**已知数据**
******

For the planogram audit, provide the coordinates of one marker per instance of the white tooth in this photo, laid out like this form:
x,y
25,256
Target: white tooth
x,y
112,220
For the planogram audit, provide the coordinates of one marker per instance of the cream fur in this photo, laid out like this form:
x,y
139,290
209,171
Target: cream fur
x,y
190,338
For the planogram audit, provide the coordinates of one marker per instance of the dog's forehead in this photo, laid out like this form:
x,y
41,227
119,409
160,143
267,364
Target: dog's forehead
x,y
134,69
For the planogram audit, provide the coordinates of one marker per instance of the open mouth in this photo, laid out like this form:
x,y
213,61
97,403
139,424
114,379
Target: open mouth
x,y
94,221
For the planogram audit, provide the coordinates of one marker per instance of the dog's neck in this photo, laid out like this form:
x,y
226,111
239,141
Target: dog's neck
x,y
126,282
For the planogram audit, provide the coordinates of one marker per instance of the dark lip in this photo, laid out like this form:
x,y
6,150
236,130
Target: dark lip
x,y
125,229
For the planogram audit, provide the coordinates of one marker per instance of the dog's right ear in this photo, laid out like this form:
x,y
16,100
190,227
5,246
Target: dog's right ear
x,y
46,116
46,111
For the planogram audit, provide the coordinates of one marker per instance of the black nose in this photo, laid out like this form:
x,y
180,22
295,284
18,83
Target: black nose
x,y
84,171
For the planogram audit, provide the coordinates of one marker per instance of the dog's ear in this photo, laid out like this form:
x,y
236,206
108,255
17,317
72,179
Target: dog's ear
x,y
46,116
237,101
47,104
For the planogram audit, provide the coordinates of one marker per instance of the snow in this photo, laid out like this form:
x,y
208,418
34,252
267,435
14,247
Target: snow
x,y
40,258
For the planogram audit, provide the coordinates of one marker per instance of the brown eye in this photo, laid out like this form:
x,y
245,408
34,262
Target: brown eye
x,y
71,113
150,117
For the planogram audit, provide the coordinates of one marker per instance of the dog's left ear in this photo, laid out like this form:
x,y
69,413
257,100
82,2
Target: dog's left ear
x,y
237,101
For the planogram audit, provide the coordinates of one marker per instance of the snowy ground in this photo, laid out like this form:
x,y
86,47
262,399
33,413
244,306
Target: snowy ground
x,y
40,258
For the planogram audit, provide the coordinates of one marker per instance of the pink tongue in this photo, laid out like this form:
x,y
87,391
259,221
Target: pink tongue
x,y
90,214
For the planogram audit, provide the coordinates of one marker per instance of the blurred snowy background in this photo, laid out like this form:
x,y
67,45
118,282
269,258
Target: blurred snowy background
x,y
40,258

******

**问题描述**
能否把从含有“of the pink”的那一行起一直到数据末尾的所有行（首尾两行都算在内）完整重写一遍？提问部分及其中的格式示例照原样保留，只把答案中的每个坐标数值都加上131。

**回答**
For the planogram audit, provide the coordinates of one marker per instance of the pink tongue in this photo, laid out like this form:
x,y
87,391
259,221
Target: pink tongue
x,y
221,345
For the planogram audit, provide the coordinates of one marker per instance of the blurred snowy background in this photo, laid out like this form:
x,y
67,45
118,282
269,258
Target: blurred snowy background
x,y
171,389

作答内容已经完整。